— Task directions —
A picture-free, exact reproduction of the listing that follows is required.

— Records for this exercise —
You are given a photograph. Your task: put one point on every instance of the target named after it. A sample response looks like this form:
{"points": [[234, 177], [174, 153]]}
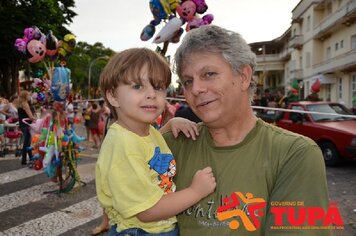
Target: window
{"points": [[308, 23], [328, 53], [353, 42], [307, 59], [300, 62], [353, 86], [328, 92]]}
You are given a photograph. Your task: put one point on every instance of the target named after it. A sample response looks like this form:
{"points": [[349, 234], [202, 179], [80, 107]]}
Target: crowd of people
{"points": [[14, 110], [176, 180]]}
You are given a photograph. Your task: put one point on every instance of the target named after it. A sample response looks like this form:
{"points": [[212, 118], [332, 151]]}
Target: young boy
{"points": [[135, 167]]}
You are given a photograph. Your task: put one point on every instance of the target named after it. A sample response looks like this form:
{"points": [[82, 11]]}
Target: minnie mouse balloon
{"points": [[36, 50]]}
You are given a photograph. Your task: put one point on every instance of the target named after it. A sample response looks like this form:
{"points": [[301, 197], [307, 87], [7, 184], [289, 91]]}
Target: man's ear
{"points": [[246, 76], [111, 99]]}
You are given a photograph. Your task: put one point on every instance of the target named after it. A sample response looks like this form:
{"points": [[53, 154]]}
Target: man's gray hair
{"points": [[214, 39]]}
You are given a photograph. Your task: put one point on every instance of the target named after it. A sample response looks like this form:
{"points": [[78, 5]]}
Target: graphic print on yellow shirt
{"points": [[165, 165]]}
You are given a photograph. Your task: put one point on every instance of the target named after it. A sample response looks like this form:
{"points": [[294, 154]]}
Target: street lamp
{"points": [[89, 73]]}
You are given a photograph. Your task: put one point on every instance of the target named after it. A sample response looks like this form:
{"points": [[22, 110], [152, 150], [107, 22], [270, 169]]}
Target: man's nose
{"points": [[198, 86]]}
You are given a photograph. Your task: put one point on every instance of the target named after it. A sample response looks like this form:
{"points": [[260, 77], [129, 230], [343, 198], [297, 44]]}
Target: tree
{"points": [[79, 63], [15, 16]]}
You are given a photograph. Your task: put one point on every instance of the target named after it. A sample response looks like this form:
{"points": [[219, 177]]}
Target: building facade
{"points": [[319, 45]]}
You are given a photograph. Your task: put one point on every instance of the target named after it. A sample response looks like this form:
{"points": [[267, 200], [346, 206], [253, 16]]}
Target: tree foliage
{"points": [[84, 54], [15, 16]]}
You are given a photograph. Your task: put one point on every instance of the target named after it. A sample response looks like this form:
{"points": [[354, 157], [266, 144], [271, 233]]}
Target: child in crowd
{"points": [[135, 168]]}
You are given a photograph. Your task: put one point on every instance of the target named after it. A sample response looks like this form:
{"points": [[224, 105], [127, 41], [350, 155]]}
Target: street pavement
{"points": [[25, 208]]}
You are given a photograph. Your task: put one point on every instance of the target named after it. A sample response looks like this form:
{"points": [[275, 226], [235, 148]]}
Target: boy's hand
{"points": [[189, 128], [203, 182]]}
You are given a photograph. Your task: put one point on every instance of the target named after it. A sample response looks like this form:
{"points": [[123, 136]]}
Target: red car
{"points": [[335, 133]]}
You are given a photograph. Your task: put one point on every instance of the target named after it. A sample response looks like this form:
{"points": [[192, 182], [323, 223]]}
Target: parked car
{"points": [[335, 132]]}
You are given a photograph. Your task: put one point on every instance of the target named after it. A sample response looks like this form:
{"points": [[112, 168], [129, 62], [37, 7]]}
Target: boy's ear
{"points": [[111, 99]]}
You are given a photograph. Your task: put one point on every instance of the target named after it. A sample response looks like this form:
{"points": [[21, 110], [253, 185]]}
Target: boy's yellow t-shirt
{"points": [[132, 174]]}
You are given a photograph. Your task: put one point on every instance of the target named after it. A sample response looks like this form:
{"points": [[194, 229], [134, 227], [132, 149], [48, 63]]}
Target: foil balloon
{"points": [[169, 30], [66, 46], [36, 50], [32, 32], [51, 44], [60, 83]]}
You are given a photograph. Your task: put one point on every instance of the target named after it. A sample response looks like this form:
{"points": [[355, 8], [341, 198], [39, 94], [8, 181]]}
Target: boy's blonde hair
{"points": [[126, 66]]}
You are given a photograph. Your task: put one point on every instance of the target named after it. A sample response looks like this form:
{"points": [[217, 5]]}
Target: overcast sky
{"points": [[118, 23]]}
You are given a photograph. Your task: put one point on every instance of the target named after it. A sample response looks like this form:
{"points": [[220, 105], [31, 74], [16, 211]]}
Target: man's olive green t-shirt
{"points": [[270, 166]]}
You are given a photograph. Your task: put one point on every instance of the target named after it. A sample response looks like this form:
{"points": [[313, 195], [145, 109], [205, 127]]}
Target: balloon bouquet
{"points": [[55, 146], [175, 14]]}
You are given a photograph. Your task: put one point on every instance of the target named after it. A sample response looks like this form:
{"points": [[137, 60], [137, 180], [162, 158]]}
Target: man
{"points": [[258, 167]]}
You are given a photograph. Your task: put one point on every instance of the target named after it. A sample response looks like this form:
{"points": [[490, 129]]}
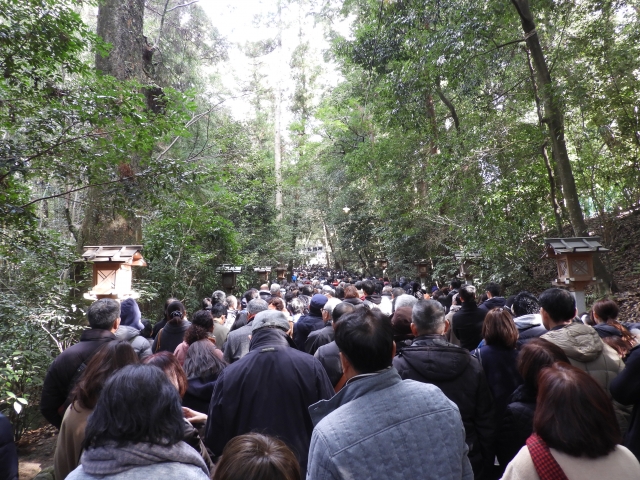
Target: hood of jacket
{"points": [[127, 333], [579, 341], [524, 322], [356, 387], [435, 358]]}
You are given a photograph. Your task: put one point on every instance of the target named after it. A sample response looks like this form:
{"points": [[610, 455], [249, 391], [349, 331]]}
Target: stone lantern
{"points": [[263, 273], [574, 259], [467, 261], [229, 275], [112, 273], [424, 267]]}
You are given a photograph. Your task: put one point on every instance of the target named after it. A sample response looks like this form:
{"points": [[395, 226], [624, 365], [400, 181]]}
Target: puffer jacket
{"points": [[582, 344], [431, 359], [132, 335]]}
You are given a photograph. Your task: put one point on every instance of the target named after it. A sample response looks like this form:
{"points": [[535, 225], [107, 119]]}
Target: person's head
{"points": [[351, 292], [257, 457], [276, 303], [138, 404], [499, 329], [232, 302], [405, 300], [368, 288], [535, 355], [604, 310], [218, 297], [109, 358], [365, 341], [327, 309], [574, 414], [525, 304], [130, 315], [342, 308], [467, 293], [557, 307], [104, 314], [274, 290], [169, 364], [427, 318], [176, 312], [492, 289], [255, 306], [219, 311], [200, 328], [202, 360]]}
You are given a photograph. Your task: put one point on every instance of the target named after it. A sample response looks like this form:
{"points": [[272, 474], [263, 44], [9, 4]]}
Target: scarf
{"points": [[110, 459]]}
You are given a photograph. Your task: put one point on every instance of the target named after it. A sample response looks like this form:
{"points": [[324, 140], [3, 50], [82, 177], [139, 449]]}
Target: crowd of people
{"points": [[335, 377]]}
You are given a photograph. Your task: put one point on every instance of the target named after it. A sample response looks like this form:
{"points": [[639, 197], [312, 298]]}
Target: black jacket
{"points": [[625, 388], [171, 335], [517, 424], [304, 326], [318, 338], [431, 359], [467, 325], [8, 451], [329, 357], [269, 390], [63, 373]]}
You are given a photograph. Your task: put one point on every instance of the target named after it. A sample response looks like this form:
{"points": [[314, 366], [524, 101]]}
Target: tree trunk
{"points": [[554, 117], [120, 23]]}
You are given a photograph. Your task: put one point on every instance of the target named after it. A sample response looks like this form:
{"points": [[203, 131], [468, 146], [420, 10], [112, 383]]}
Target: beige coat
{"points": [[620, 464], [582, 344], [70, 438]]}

— Expected answer —
You are given a photograph. Your task: put one point on every instance of the target named after it. A sample response looks like this form:
{"points": [[234, 177], [174, 153]]}
Target: window
{"points": [[308, 23], [328, 53], [353, 42], [307, 59], [300, 62], [353, 86], [328, 92]]}
You are given a photograph. Your task: put one point on every instance of the target named after it. A sample response looks like this form:
{"points": [[349, 234], [202, 179], [80, 107]]}
Target: crowd of people
{"points": [[14, 110], [176, 180]]}
You are given a photograph. Your task: put one point on every instance of the target named after it. A sample response looks like this form:
{"points": [[212, 118], [332, 151]]}
Target: young boy
{"points": [[135, 167]]}
You are given a photograph. Your task: put one point on every instance of the target named after it. A sample response looks like this form:
{"points": [[82, 11]]}
Target: minnie mouse balloon
{"points": [[36, 50]]}
You are given a photograph. Your task: put one point on every instance of the target named after it. A sample response looks like this form:
{"points": [[301, 197], [307, 87], [7, 184], [289, 91]]}
Target: man's ear
{"points": [[246, 76], [111, 99]]}
You are given a photograph. Your task: put one point on every instance of the target named after it. A sample response looks like this form:
{"points": [[53, 154]]}
Target: man's gray hair
{"points": [[214, 39]]}
You are given a photograph. Your task: put one point on every instance of the target named after it. A sample response looks like this form:
{"points": [[78, 5]]}
Target: graphic print on yellow shirt
{"points": [[165, 165]]}
You are given a photograph. Your task: put one point on every instance of the target named after it. A sample response looks like this form:
{"points": [[294, 154]]}
Target: street lamp
{"points": [[89, 73]]}
You are given a photograph. Your task: put one point on every instance of the target named after it. A sample response looks like this form:
{"points": [[22, 110], [152, 150], [107, 22], [270, 169]]}
Target: man's nose
{"points": [[198, 86]]}
You are given a photograph. Your task: put one point on every instance of the target named after it. A sample response looks like this form:
{"points": [[260, 77], [129, 230], [343, 198], [297, 44]]}
Target: tree
{"points": [[79, 63], [15, 16]]}
You are given a photograph. Your task: put one point on every instance of the target named after it. A sample response looks like this form:
{"points": [[219, 177]]}
Target: building facade
{"points": [[319, 45]]}
You are given a photograph. Your task: put one point on every instance of the target named after it. A sample response looks like this form:
{"points": [[267, 200], [346, 206], [253, 16]]}
Target: tree foliage
{"points": [[84, 54], [15, 16]]}
You are given a photograph. Your task: put one point on every instance of the target named after it. A sample response looks like this form:
{"points": [[354, 157], [266, 144], [271, 233]]}
Target: child in crowd
{"points": [[135, 168]]}
You are given a photograph. Your task: put one point on every instance of the target named after it. A sample response looks like this form:
{"points": [[224, 105], [127, 41], [350, 155]]}
Target: street pavement
{"points": [[25, 208]]}
You are given a photograph. Your task: put one point on every instance of the target named after it. A sample response looks like this form:
{"points": [[275, 226], [235, 148]]}
Target: boy's hand
{"points": [[189, 128], [203, 182]]}
You are given a photograph. Your task: put one point on every instance of the target named after it. A sample response looks like this form:
{"points": [[123, 136]]}
Target: red car
{"points": [[335, 133]]}
You are given a photograph. Your task: put one point on every instance of the target named after it. A sample response looks like this form:
{"points": [[192, 182], [323, 223]]}
Target: parked car
{"points": [[335, 132]]}
You are given a photograph. Your task: put one point on every instance of the target named after it. A sample response looks like this form:
{"points": [[112, 168], [129, 62], [37, 7]]}
Target: boy's ear
{"points": [[111, 99]]}
You are given a photograph. Your task: put one point on every instance of the target named after it. A sample response looks like this form:
{"points": [[21, 110], [253, 185]]}
Target: boy's yellow t-shirt
{"points": [[132, 174]]}
You are given a photograph. Your task: put one point on every instance of the target named after it. A sample response looks like this form:
{"points": [[194, 229], [134, 227], [132, 149], [48, 63]]}
Target: foil balloon
{"points": [[169, 30], [66, 46], [36, 50], [32, 32], [51, 44], [60, 83]]}
You are given a photograph. Your task: put one point on every instance of the target named after it. A sample response looks like this form:
{"points": [[355, 8], [341, 198], [39, 94], [8, 181]]}
Target: boy's blonde hair
{"points": [[126, 66]]}
You are given a photograph. Your task: put one point on every instance of the target named after it. A sample response looks like this form:
{"points": [[217, 5]]}
Target: overcast sky
{"points": [[118, 23]]}
You are given a photograph. Your task: put one point on every instance of the target named after it. A sample response looks like this form:
{"points": [[220, 105], [31, 74], [16, 211]]}
Target: man's olive green t-shirt
{"points": [[270, 166]]}
You are given a photograph. Your task: put one point on every instance of the target named after it. A sample response looks like this form:
{"points": [[313, 195], [145, 109], [205, 127]]}
Target: balloon bouquet
{"points": [[55, 146], [175, 14]]}
You are given a photograph. Your task: put one point on every instance of the target named after it. A sample response looks like this form:
{"points": [[137, 60], [137, 180], [162, 158]]}
Target: man
{"points": [[258, 167]]}
You are given a photograph. Your task: put one point on every instance of the target named after it. A sample response looks like this form:
{"points": [[490, 129]]}
Target: hood of jacket
{"points": [[127, 333], [579, 341], [524, 322], [356, 387], [435, 358]]}
You are given a photograph. Your task: put one point on every instance of the target named after it. A sample response looks like this form:
{"points": [[610, 455], [249, 391], [349, 331]]}
Target: stone lantern
{"points": [[263, 273], [574, 259], [467, 261], [229, 275], [112, 273], [424, 267]]}
You are given a photograph. Your task: put one point on every instance of the target named after it. A sample response looks like this form:
{"points": [[395, 226], [624, 365], [400, 181]]}
Target: puffer jacket
{"points": [[582, 344], [431, 359], [132, 335]]}
You are given a photograph. Your task: put one point on every instance of the target named after it. A sample response looks like this form:
{"points": [[535, 225], [107, 119]]}
Target: person's head
{"points": [[351, 292], [257, 457], [276, 303], [138, 404], [499, 329], [232, 302], [405, 300], [368, 288], [535, 355], [604, 310], [218, 297], [109, 358], [365, 341], [327, 309], [574, 414], [525, 304], [130, 315], [342, 308], [467, 293], [557, 307], [104, 314], [274, 290], [169, 364], [427, 318], [176, 312], [492, 289], [255, 306], [219, 311], [200, 328], [202, 360]]}
You are given a photograph. Your task: put one point on every instance of the target named after it. A sample response looks like this form:
{"points": [[272, 474], [263, 44], [9, 4]]}
Target: scarf
{"points": [[110, 459]]}
You are given a photograph. Your task: put one point on every instance of the target named after it. A sample response looks like this form:
{"points": [[324, 140], [3, 50], [82, 177], [139, 449]]}
Target: crowd of people
{"points": [[335, 377]]}
You are given a photograph. Your task: put one point on every instance of the target named after it. A sample response looks like this form:
{"points": [[639, 197], [312, 298]]}
Target: black jacket
{"points": [[625, 388], [171, 335], [517, 424], [304, 326], [318, 338], [431, 359], [467, 325], [8, 451], [329, 357], [269, 390], [63, 373]]}
You are given a photograph. Your task: put one point on every instance of the target named after it. A sample response looks like this form:
{"points": [[314, 366], [524, 101]]}
Target: tree trunk
{"points": [[554, 117], [120, 23]]}
You are given a photograph. Your task: put one point on every instance of the target named after it. A sample response looks like this form:
{"points": [[203, 131], [468, 146], [420, 10], [112, 383]]}
Target: beige coat
{"points": [[620, 464], [582, 344], [70, 438]]}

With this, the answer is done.